> _Study text_
Content starts
While the world has been preoccupied with COVID-19, deaths from non-communicable diseases (NCDs) continue to impact poor nations at an alarming rate. Each year around the world, more than 15 million people die from NCDs between the ages of 30 and 69, and 85% of these premature deaths occur in low- and middle-income countries. In fact, more people die from cancer in Africa than from malaria. Yet, many of the latest cancer treatments have not yet reached lower income countries. While treatments for all of these conditions exist, the barriers that keep them from patients are persistent and complex.
Over the last two years since the start of the COVID-19 pandemic, I have learned that when you let go of ‘business as usual’ and rethink the norm, we achieve breakthroughs. We developed in just nine months a vaccine and a treatment in 18 months that would previously have taken many years, and then we manufactured and shipped more than three billion of those vaccines to nearly 180 countries and territories in just one year.
Content ends
> _Given entries_
Content starts
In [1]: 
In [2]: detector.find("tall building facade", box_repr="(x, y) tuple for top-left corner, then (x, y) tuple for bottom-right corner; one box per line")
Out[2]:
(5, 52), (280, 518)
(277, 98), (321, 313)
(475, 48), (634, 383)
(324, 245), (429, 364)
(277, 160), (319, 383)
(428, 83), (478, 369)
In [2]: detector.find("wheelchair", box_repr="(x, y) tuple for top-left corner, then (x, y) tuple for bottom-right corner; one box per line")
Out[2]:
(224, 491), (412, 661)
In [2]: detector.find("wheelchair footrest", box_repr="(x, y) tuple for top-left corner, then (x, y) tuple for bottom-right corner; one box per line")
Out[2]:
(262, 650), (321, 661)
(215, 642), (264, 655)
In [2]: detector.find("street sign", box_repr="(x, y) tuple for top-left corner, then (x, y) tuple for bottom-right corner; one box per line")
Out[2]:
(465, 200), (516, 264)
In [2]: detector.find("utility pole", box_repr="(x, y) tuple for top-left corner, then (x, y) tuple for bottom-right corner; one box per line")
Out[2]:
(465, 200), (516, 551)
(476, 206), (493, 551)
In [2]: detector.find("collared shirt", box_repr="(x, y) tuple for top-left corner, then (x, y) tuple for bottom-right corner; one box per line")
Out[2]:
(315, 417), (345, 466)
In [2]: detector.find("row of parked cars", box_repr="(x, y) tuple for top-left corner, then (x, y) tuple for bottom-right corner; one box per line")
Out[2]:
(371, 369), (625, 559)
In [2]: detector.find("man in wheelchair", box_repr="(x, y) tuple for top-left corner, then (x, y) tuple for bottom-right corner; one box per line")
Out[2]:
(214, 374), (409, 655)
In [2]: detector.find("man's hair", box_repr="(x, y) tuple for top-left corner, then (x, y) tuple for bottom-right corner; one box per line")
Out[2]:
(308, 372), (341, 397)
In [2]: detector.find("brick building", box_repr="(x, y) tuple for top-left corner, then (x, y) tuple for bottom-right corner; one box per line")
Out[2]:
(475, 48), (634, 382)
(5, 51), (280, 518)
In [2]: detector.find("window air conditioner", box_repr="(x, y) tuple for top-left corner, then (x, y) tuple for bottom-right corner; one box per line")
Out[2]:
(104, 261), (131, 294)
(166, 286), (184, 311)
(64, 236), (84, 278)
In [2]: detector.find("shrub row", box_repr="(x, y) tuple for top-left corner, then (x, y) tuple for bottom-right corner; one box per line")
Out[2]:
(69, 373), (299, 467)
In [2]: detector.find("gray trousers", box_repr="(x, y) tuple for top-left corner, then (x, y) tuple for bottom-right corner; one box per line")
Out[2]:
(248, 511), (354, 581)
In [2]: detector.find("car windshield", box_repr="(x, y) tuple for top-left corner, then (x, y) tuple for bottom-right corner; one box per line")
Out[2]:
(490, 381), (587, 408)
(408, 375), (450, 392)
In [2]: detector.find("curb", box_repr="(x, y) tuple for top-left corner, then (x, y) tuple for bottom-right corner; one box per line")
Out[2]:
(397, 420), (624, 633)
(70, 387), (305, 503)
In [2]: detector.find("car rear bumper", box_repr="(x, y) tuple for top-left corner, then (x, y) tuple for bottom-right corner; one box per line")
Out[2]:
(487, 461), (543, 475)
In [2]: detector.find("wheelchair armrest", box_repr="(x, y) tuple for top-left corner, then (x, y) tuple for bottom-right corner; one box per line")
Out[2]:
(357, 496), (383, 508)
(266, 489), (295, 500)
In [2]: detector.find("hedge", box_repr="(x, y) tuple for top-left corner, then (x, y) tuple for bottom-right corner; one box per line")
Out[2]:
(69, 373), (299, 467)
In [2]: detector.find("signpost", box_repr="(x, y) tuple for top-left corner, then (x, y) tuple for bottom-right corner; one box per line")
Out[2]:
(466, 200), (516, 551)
Content ends
> _Try it_
Please list every disease or disease group named in the passage about non-communicable diseases. Work from the passage about non-communicable diseases alone.

> _Answer to this task_
COVID-19, non-communicable diseases (NCDs), cancer, malaria